Die Aufgabe -
Beantworten Sie anhand des Auszugs folgende Fragen:
(a) An welchem Datum holte Bayer im UEFA-Cup-Finale gegen Espanol Barcelona ein 0:3 auf?
(b) Wie heißt der Trainer der Kopenhagener?
(c) Welcher Spieler stand bei Bröndby im Tor?

Vorliegender Auszug -
Aber sie hatten ja das Wunder gewollt. So eines wie jenes am 18. Mai anno 1988, als der Bayer im UEFA- Cup-Finale gegen Espanol Barcelona ein 0:3 aufgeholt, das Elfmeterschießen gewonnen und so den Europapokal gewonnen hatte. Die trefflichen Minuten 56/81/63 sollten das Maß sein für diesen neuen Mai im naßkalten Dezember. Doch daraus wurde nichts, weil die Bayer-Elf 90 zwar Starspieler en masse hat, aber keine Mannschaft. Da fehlt die Leidenschaft, da fehlt das Feuer. Alles nette Kerls, die sicherlich reichlich Herz haben, aber keinen Biß. Jeder müht sich nach Kräften, kann sich meist selbst gut darstellen, und wenn es dazu keine Gelegenheit gibt, spielt er den kurzen Sicherheitspaß. Beamtenfußball — aus der höheren spielkulturellen Dienstlaufbahn zwar, aber immer ohne Angst um die Karriere, nie den einen gewagten Schritt zu hoch auf der Leiter, man könnte ja fallen. Fußball nach Vorschrift. Auch Manager Calmund tat am Dienstag enttäuscht kund, des Rätsels Lösung nicht zu kennen, warum der Knoten nicht platze in seinem mit Abermillionen zusammengekauften Ensemble, wo er immer wieder mal an Moral und den rechten Arbeitseifer appellieren müsse.

Das Match mit Bröndby war typisch. Die Kopenhagener waren ein „Team total“, bei dem der Fußball nach alter proletarischer Tradition zunächst mal gearbeitet wurde. Taktisch zudem gewitzt mit mutigem Forechecking, wo immer möglich — Trainer Morton Olsen, der Ex-Kölner, scheuchte die Seinen immer wieder nach vorne, das 3:0 vor dem Gegnertor zu verteidigen. Jeder rannte für jeden, die Stürmer Christensen und Frank waren schon deswegen hervorragend, weil sie in quasi vorderster Defensive ständig den Spielaufbau störten. Zudem mit einem dänischen Hünen Peter Schmeichel im Kasten, der ein Riesentorwart ist mit einer solch absoluten Fangsicherheit auch bei Flanken, die dem Himmel zustreben, daß er der erste Keeper im Rugby werden könnte.

Bereitgestelltes Material -
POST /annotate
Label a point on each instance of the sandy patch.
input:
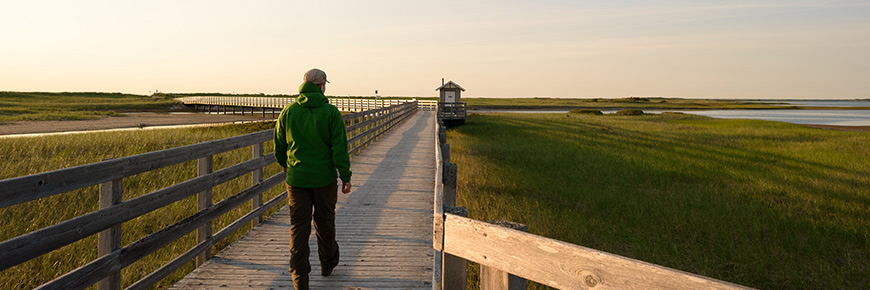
(131, 120)
(843, 128)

Lösung der Aufgabe -
(a) Am 18. Mai 1988.
(b) Morton Olsen.
(c) Peter Schmeichel.